TEXT EXTRACT:

I’ve spent the week here at the Airline Passenger Experience Association (APEX) conference, and it’s been a great show. This group has its roots in traditional inflight entertainment offerings, but this year, it’s connectivity that’s been getting the headlines. Wifi providers are all trying to figure out how to speed things up, add more capacity, and reduce costs. Sounds like a piece of cake.
Wifi on airplanes has been something of a frustrating experience. We’ve been promised that it’ll work (which isn’t always the case), but even when it does it’s not uncommon for it to be really slow. Nobody has been close to offering broadband speeds like you’d see on the ground. That doesn’t mean the wifi providers aren’t trying, but it’s not an easy thing to do. At least they’re making some progress.

LISTED RECORDS:
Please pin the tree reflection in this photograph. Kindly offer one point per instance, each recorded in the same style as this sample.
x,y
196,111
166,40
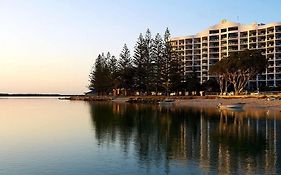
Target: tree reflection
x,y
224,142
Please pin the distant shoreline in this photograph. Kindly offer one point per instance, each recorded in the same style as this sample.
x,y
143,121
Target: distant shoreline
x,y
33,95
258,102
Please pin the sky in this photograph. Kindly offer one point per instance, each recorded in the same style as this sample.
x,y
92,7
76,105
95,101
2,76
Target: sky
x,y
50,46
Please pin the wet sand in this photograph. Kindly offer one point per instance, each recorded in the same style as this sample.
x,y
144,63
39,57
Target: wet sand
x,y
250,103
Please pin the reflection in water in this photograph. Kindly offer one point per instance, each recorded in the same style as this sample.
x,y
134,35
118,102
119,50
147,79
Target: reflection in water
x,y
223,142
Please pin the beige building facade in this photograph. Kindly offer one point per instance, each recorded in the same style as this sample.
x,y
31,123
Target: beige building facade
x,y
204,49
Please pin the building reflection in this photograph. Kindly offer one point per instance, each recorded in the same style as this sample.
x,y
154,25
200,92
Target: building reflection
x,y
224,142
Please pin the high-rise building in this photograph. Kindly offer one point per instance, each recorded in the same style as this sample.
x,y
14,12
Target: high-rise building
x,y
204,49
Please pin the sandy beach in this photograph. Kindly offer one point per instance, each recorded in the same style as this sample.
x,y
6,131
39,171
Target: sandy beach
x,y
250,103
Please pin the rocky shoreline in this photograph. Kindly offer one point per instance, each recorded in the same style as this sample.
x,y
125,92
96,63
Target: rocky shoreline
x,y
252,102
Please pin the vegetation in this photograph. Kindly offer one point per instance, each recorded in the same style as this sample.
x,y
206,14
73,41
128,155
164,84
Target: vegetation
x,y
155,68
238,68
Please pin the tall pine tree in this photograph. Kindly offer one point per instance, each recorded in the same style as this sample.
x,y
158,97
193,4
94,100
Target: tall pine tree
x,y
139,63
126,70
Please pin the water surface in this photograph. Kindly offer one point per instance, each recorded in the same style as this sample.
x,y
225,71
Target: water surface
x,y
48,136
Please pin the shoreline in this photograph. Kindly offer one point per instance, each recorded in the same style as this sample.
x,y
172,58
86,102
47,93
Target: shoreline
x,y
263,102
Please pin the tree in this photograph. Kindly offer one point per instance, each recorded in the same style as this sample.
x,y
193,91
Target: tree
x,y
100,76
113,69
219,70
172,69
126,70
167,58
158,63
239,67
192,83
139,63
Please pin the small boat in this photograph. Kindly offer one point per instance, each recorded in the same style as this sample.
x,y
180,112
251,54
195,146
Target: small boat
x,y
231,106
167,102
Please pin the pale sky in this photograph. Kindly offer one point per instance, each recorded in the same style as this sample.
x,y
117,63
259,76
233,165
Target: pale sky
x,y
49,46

---

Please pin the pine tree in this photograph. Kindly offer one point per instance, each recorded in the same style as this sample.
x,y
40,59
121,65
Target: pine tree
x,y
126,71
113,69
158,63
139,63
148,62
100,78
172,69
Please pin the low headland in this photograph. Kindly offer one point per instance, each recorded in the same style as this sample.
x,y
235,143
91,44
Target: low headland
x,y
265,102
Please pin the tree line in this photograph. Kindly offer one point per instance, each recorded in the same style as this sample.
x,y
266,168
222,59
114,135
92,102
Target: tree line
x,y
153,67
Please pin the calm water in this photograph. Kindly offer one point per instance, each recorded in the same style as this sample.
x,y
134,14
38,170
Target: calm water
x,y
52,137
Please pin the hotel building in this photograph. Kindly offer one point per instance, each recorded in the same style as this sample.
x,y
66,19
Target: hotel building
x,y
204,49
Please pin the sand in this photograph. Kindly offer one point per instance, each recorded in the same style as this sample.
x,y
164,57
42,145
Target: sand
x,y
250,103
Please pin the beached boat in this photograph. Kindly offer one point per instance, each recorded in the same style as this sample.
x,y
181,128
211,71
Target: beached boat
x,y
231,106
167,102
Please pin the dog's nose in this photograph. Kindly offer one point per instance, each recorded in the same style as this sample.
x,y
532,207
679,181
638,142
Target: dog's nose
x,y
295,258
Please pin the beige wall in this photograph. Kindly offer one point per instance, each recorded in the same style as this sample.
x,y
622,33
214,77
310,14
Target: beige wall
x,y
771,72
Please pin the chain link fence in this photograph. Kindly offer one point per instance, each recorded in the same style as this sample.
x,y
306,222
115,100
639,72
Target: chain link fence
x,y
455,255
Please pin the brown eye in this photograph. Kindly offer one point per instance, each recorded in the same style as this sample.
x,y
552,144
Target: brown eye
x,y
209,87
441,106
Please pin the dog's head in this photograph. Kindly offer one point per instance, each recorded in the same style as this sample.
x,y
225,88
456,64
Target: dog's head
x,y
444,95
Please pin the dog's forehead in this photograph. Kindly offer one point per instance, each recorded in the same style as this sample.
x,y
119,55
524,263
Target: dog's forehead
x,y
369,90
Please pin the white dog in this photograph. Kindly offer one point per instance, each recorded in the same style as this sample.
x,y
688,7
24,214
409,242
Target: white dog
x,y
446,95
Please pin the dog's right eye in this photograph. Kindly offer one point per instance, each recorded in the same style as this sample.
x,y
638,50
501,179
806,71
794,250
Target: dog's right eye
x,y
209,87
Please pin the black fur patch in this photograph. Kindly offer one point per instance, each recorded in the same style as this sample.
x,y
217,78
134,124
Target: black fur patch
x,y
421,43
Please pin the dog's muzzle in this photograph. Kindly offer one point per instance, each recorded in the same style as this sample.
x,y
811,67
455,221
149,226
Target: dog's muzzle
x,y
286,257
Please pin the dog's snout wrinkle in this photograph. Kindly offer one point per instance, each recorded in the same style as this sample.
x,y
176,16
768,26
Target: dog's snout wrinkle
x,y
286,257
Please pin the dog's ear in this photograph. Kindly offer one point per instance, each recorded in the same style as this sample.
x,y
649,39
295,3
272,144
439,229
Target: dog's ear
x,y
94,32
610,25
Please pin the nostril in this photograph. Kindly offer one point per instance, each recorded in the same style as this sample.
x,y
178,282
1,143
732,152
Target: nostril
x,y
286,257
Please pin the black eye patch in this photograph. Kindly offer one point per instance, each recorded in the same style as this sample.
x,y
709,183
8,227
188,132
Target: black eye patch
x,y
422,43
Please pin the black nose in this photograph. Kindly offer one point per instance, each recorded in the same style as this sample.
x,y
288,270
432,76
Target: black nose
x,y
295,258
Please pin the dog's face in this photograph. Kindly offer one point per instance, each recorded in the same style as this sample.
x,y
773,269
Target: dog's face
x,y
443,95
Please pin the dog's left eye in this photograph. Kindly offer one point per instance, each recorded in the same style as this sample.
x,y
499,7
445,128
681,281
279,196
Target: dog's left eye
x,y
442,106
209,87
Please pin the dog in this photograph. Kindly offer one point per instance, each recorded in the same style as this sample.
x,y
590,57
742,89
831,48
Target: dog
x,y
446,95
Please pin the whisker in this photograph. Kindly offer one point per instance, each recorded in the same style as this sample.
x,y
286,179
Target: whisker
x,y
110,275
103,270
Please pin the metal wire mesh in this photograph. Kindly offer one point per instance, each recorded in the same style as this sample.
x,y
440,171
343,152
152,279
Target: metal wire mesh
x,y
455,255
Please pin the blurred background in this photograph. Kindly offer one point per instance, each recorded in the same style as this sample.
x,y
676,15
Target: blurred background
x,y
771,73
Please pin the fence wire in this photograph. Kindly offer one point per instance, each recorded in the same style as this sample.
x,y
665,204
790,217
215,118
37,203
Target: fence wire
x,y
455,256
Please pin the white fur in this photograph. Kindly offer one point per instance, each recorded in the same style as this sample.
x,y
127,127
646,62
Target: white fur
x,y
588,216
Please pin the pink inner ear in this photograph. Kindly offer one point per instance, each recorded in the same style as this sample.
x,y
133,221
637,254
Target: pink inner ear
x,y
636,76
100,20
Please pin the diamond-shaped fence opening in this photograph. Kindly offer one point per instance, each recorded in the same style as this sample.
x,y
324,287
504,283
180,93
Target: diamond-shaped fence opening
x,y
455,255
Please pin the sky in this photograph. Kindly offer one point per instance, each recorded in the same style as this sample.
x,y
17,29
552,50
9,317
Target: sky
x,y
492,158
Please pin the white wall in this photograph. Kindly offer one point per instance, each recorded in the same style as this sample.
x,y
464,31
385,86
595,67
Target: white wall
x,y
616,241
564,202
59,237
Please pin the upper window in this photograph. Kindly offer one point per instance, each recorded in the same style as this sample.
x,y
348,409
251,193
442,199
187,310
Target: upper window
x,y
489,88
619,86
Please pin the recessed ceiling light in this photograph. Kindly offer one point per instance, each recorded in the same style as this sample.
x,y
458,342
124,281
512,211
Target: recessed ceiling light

* * *

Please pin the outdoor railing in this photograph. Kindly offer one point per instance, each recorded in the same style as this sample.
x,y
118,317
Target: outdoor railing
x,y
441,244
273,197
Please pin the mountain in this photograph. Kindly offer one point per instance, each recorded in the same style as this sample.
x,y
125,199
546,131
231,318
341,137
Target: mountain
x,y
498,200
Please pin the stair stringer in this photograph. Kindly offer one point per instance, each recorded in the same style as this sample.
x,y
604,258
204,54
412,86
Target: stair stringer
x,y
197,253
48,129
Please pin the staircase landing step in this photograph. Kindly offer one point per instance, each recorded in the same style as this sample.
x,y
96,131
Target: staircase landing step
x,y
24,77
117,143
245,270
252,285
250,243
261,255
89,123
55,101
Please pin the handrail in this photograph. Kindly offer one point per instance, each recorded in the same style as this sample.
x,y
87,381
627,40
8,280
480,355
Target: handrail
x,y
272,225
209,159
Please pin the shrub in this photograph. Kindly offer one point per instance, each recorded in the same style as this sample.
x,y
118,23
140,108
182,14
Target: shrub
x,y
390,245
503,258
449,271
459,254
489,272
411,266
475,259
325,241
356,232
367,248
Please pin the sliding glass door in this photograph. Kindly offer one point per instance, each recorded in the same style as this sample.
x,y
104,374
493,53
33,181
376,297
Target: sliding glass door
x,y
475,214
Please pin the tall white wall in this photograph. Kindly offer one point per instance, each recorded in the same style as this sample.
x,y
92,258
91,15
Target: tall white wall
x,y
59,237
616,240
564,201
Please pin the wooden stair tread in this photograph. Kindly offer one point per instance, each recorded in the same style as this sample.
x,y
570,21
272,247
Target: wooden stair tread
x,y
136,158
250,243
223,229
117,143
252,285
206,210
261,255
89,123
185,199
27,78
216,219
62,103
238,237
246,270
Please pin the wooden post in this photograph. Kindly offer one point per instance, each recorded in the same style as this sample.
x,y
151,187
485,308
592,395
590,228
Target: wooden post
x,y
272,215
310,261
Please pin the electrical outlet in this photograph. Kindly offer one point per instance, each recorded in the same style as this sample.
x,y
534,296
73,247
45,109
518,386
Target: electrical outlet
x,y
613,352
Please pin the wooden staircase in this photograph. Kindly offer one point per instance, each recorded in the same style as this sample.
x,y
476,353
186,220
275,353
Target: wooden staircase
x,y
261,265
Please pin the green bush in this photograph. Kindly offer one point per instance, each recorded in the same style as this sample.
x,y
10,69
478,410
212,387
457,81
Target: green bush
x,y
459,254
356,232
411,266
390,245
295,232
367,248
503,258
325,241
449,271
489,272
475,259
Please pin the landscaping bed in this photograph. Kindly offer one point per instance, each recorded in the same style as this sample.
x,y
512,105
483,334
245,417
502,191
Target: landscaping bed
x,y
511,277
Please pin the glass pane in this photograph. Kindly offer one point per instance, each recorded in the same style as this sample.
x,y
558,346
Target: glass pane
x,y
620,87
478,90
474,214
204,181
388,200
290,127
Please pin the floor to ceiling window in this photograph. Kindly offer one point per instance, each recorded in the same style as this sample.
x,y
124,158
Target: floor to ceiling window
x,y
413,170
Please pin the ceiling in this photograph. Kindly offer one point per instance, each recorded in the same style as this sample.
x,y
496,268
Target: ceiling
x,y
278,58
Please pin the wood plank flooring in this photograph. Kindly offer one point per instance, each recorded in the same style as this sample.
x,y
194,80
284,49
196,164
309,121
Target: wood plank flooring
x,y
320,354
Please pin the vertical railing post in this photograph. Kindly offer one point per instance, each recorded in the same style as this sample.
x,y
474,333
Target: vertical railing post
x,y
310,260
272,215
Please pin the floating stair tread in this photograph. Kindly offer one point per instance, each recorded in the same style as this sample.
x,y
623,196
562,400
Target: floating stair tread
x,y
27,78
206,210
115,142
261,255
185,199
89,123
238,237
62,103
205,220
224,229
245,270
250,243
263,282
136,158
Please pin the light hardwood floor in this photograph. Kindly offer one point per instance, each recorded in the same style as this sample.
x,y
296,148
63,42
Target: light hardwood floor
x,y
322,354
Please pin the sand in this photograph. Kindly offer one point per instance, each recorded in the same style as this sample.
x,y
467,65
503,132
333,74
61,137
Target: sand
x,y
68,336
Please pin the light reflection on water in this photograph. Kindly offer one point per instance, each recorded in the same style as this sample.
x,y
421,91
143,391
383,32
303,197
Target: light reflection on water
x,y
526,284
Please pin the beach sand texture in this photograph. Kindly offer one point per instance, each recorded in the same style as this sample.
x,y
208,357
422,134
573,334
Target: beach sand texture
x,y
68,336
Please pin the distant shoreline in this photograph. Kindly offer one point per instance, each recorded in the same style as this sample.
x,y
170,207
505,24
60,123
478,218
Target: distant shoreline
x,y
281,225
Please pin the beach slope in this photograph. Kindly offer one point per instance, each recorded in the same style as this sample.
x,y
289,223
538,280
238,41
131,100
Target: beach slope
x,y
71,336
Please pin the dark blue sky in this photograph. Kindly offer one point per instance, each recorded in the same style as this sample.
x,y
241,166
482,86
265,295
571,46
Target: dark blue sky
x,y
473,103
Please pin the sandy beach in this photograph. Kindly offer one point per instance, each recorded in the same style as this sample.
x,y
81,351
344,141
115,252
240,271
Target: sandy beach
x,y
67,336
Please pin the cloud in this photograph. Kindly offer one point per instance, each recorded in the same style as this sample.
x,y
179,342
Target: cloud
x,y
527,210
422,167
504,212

WRITTEN EXERCISE:
Type out the passage about inflight wifi above, between "I’ve spent the" and "piece of cake.", inclusive.

TASK SOLUTION:
I’ve spent the week here at the Airline Passenger Experience Association (APEX) conference, and it’s been a great show. This group has its roots in traditional inflight entertainment offerings, but this year, it’s connectivity that’s been getting the headlines. Wifi providers are all trying to figure out how to speed things up, add more capacity, and reduce costs. Sounds like a piece of cake.